Natural language region descriptions
__________

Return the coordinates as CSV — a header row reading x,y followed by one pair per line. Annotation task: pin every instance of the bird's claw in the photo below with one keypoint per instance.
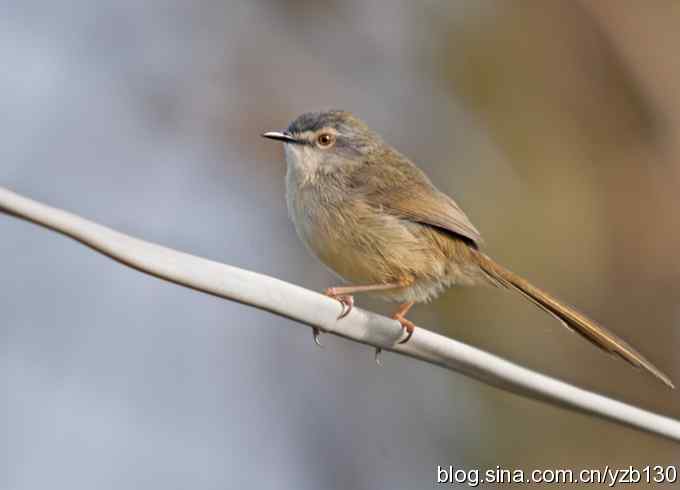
x,y
378,351
317,333
407,325
346,300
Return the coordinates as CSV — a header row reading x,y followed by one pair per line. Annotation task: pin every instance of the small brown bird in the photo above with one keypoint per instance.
x,y
378,222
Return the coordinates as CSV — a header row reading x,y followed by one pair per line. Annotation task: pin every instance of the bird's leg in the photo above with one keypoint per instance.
x,y
344,294
400,316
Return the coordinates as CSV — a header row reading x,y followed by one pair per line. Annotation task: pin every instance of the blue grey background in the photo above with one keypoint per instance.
x,y
146,117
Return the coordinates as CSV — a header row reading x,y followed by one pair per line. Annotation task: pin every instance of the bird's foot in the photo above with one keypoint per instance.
x,y
317,333
378,351
407,325
346,300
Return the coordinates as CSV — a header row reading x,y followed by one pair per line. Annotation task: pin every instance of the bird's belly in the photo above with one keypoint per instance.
x,y
365,247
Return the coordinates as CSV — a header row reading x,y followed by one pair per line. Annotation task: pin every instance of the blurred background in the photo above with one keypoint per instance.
x,y
555,124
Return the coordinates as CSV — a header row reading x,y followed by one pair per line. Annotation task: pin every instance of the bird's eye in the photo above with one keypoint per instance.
x,y
325,140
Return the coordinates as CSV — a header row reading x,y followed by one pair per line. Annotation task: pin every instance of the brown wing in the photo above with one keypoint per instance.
x,y
403,190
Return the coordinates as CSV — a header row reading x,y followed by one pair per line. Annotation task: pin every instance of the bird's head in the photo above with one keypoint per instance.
x,y
326,140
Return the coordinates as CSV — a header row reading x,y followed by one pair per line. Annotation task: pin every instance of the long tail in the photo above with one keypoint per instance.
x,y
571,318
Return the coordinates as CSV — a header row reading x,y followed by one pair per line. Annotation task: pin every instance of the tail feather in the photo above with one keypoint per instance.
x,y
569,317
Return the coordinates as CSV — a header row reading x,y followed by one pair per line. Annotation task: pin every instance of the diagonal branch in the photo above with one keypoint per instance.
x,y
320,312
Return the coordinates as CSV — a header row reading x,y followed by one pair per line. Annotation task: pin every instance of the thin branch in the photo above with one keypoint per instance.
x,y
320,312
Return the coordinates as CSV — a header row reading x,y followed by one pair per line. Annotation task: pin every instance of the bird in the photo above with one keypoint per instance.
x,y
378,222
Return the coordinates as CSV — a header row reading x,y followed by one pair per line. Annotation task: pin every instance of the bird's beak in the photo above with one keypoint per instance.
x,y
280,136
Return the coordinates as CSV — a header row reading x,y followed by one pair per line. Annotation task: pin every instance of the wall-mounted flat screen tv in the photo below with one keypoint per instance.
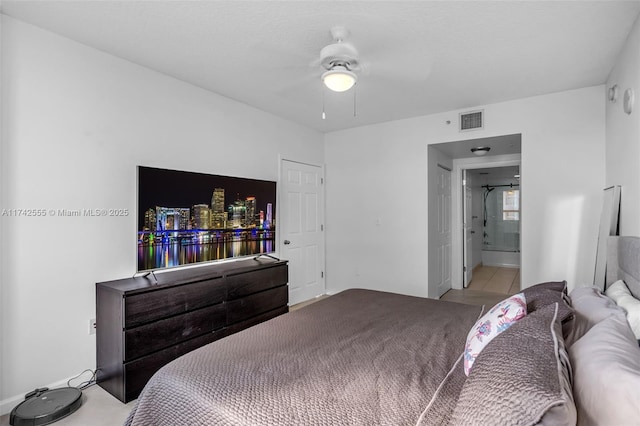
x,y
187,218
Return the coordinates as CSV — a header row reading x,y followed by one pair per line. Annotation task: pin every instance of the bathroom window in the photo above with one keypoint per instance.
x,y
511,204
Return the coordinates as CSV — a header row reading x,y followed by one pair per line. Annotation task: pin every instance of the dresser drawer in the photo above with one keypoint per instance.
x,y
239,326
150,306
252,282
250,306
137,373
148,338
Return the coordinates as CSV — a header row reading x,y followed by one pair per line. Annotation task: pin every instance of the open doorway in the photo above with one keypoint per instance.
x,y
504,157
491,211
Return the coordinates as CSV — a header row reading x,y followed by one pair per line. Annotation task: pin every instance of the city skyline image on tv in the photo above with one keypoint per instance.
x,y
189,217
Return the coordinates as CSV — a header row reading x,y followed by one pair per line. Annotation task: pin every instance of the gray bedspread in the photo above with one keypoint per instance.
x,y
360,357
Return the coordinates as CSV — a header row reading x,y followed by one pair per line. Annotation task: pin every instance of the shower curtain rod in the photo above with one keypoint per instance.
x,y
511,185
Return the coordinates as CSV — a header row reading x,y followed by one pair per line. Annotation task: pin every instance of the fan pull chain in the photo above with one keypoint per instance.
x,y
354,99
324,116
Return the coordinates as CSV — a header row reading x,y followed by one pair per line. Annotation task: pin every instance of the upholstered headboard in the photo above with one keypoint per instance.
x,y
623,262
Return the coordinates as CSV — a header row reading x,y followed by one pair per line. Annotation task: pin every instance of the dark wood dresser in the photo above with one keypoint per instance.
x,y
143,324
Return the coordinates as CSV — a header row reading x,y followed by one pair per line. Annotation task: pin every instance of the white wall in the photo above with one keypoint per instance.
x,y
380,171
623,135
76,122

__________

With the pictures dropped, write out all of the entries word for word.

Return the coordinates as CSV — a header row reading x,y followed by one pair per line. Annotation task: pin every instance of the bird's claw in the photo below with one keypoint per instance.
x,y
378,351
317,333
407,325
346,300
Return the coordinates as CSV — a header row reading x,y followed by one pair per line. Annotation task: pin every instance of the small brown bird in the photo above with one keypoint per instance.
x,y
378,222
Return the coordinates as CSV — a header row reading x,y followed by one pair per line. Annotation task: pin every instance of the bird's leg in the photo above with one keypoint per instance.
x,y
344,294
400,316
Return the coordinates as CSV — a header row reading x,y followed by one pair per line. Annotation task: pin every instance of the blue grey background in the photo above with one keypoint per instance.
x,y
146,117
Return the coordinates as CSV — a header row reading x,y followed by one pair per line. Annotation task: pin every instance of the bird's foot in the photo above with one keypoint per instance.
x,y
317,333
378,351
407,325
346,300
Return the coordinates as CSV — a header row reading x,y followed by one pair per line. Annotation task: pin every instance of the bird's belly in the photo above with one keypoint per instance.
x,y
365,247
Return the coordinates as CSV — a header row reading x,y followed by one pair per line. Annotation task: pin every instance of the blurred background in the photo above with one keypoint per instance.
x,y
555,124
Return the coordinates as CSV — a header row reading x,y followed by one pair per line. Annotation task: pin every instance of the bird's eye in the photo above with one keypoint per instance.
x,y
325,140
Return the coordinates as CSV — a header row reading x,y followed by one pair per line. Annotation task: pin every instance of the brown wing in the photo above with one keypoint per instance.
x,y
403,190
Return the coordinates as CSV — a header row reading x,y followed by one pair per line. Annotation task: pin every instance of the bird's head in the photo above with one keypoint per instance.
x,y
326,140
Return the coordinates as CSV — a header row reading x,y followed by one pair per line. Annotation task: pin every instance of the long tail in the photo above with one keypoint per instance.
x,y
571,318
Return the coordinates as CSV — a header row reading x,y followed by one pair per line. Annotation task: pin every instance of the tail feather in the photo above with one keypoint per instance.
x,y
569,317
Return the coordinates as CSV — a header row reading x,y followed by one pair per line. Annotation task: pin every instance of the diagonal branch in the photo above with one keypoint per instance.
x,y
320,312
Return the coordinates as CSV — a header row reading x,y followed by one pair per line. Annotation task: pin every instance of the thin branch in the photo above with one keypoint per instance.
x,y
320,312
Return the coordinates as CSV — a header row reading x,y followed by one pair per line. Annotation task: pin every instance of the bird in the photo above with one keypoint per instance.
x,y
378,222
Return the coordinates as CSV — a header row reading x,y followed by one pair per line. Annotation task: pin every instance of the bird's beak in the photo above with one keypoint per instance.
x,y
280,136
Return the coordinates as CSV — a header row reading x,y followed by one pair per line. Annotation task: pin every instance of the wall-mounted flat screen tv in the photo below with one keypoint per instance.
x,y
187,218
Return the coordinates as CSV — a header row reading x,y followed by one pair per line. Annotation task: pin every instance of the bathroom window in the photo above with one keypoint per instance.
x,y
511,204
Return the coordinates as CSV — a header row reading x,y followed by one pair per line. Annotation task: pin every instance of the dresser drawer in the photo above with one keypoint per instance.
x,y
239,326
150,306
252,282
250,306
137,373
148,338
Return the coordinates as CSV — a header row reading x,y followed by one pair per line. Annotation task: pin every instance of the open doorway in the photo above with one keypoint per instance.
x,y
504,157
491,211
Return the coordinates as CSV — a header row reading x,y followed by one pair per line. Annotation task: pin every instance of the city skyline image on tv in the photo above with one keypoint per instance.
x,y
189,217
Return the coordinates as CSV — a header row reading x,y followed by one pair per line. Annotation task: pin every instance of the gray bedspread in the photo above with one keypoint per instance.
x,y
360,357
Return the coordinates as CSV — a header row reading x,y followed by one pair per line. Annotation task: pin every instance of the shower curtain rod in the photo above with one keypoint per instance.
x,y
511,185
Return the coordinates as CSV — a header row reading x,y followed by one pair per line. Annotation task: pin every instance of the fan pull chain in the photo above with one keypoint per instance.
x,y
354,99
324,116
Return the coordinates as CSV — a header row reading x,y followed by one pair per line. Annotation task: pin every instance of the upholstered headboard in the photo above with one keypoint per instance.
x,y
623,262
Return the coordinates as CSV — a header row reading x,y followed by one pair per line. Annotation task: pin every instance of the dark wood dresser in the photo above with one keypoint per instance.
x,y
143,324
Return the coordinates as CSV — a header row reading x,y followed by one pair per line. Annotation task: pin every instance of the white wall in the photo above with one keypoint per instance.
x,y
380,171
623,135
76,122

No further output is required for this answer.